____ Records supplied

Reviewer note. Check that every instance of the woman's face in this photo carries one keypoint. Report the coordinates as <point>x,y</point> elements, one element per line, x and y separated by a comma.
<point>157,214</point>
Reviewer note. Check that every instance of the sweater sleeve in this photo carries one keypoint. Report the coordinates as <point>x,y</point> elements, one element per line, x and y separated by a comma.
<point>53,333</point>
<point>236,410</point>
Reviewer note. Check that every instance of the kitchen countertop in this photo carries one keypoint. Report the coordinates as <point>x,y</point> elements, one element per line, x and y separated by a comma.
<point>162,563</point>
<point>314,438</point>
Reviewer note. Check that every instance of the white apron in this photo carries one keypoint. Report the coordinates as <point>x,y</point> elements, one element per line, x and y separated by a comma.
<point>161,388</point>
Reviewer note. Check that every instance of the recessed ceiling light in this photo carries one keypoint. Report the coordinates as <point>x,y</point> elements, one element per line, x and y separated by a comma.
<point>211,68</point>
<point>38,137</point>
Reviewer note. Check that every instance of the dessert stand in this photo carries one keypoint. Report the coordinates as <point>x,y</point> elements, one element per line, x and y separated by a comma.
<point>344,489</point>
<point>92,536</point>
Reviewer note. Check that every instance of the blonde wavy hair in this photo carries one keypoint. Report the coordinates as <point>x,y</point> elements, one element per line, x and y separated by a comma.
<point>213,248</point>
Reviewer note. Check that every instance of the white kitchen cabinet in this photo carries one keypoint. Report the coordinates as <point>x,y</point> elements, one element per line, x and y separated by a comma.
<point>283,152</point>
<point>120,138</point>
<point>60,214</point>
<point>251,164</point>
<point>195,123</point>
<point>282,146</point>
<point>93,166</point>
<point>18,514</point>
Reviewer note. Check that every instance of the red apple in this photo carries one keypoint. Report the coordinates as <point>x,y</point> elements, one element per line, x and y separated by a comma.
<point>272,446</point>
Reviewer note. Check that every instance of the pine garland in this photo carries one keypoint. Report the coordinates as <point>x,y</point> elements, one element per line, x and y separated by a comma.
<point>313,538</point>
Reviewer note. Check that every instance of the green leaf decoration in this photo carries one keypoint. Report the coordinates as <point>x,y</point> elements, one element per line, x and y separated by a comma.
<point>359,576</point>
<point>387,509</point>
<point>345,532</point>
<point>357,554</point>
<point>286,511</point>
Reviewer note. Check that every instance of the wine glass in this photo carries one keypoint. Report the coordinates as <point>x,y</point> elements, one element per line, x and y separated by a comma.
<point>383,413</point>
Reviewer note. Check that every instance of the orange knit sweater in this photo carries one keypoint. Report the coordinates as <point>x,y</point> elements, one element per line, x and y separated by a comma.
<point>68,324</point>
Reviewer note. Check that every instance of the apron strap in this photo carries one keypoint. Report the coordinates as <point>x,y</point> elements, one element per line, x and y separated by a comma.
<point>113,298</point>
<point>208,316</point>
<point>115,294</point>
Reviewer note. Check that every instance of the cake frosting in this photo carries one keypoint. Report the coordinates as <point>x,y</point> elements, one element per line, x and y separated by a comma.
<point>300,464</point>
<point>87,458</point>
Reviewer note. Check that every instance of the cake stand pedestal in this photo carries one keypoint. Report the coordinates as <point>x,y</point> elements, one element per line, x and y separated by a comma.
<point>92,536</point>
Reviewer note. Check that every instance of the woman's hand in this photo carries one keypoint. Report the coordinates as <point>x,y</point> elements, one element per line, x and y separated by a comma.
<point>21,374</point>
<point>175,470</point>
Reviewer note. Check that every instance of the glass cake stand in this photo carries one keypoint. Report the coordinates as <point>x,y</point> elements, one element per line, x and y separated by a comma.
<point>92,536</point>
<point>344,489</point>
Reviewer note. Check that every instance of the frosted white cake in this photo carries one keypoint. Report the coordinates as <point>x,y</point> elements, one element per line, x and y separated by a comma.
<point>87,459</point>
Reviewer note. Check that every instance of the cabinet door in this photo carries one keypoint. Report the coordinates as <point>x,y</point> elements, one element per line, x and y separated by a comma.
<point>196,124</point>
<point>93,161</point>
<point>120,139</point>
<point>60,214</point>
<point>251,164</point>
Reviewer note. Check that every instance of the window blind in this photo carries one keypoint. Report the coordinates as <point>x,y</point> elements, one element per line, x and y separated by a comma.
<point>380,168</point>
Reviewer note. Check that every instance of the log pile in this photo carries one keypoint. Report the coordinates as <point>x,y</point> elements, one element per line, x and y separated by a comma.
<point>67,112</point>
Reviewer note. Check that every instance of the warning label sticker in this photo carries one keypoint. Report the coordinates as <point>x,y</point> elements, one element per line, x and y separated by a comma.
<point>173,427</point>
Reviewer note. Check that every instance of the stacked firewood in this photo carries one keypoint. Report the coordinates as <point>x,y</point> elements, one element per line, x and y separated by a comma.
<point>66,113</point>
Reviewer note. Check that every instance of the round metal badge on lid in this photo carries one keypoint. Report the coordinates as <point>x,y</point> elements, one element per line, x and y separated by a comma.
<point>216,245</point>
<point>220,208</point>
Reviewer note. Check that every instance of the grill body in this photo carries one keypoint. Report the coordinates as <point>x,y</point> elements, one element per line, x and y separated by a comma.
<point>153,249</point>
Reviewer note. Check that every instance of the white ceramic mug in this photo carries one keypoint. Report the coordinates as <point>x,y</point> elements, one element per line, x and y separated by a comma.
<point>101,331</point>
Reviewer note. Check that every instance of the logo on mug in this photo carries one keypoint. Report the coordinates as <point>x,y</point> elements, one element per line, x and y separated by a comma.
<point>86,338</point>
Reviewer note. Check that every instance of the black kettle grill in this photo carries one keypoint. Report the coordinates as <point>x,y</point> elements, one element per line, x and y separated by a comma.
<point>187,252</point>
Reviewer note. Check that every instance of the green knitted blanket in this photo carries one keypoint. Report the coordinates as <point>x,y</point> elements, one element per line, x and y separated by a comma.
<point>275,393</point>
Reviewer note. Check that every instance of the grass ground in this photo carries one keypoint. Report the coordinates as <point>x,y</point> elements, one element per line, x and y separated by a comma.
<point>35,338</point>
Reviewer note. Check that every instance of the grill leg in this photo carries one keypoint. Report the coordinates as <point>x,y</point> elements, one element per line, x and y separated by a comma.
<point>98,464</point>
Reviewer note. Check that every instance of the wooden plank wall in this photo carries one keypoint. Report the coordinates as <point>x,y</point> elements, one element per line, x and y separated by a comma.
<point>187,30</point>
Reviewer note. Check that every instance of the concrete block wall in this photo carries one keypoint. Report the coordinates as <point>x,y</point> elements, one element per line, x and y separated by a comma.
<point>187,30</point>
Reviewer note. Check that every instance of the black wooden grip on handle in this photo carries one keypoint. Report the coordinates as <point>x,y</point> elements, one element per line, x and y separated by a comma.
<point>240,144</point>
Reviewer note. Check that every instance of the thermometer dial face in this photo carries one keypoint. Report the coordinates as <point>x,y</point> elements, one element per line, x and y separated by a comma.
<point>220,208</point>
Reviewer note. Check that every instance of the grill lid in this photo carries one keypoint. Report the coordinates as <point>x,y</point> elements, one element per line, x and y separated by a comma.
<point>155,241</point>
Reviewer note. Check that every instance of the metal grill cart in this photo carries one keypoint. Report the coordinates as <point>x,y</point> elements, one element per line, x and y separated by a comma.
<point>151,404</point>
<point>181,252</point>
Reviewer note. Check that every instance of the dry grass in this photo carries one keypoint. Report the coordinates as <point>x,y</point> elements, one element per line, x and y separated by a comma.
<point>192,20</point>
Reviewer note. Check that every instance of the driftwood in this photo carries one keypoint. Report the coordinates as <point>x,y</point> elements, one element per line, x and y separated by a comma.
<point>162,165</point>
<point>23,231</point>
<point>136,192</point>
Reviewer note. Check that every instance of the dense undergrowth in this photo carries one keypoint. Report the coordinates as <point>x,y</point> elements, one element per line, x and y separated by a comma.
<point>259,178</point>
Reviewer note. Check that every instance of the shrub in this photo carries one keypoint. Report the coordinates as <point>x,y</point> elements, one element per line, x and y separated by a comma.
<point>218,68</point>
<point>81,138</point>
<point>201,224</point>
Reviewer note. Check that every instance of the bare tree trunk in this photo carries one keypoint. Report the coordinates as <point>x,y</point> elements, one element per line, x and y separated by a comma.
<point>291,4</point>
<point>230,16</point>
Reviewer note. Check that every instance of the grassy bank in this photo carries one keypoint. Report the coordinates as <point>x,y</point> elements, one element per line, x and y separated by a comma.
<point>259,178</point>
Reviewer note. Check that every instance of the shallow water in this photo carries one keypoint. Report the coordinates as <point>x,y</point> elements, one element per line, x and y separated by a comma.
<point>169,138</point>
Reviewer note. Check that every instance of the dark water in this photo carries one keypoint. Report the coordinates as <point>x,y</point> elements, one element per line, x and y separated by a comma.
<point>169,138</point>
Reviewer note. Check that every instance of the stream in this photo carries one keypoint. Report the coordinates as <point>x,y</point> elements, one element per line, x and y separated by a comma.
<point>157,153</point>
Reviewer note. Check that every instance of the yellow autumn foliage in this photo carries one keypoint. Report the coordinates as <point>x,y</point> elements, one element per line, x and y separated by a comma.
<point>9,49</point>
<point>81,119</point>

________

» **What is being asked**
Return exactly, and only, the line containing "Reviewer note. Check that every instance of the grassy" and every line after it through the end of the material.

» **Answer space**
Reviewer note. Check that every instance of the grassy bank in this photo carries one keypoint. Report the coordinates as <point>x,y</point> elements, one element per line, x and y separated by a comma.
<point>259,178</point>
Reviewer note. Check that every instance of the shallow water in this photo carries one keypoint. Report the coordinates as <point>x,y</point> elements, one element per line, x and y separated by a comma.
<point>169,138</point>
Reviewer note. Check that every instance of the dark water in this photo carries one keypoint. Report the coordinates as <point>x,y</point> elements, one element per line, x and y separated by a comma.
<point>169,138</point>
Reviewer note. Check that every instance of the stream in this photo carries one keypoint. Report the coordinates as <point>x,y</point> elements, one element per line, x and y separated by a comma.
<point>157,153</point>
Reviewer note. Check that every instance of the yellow autumn foliage in this photo carries one keypoint. Report the coordinates as <point>x,y</point> elements, one element per line, x and y separated by a comma.
<point>9,49</point>
<point>81,119</point>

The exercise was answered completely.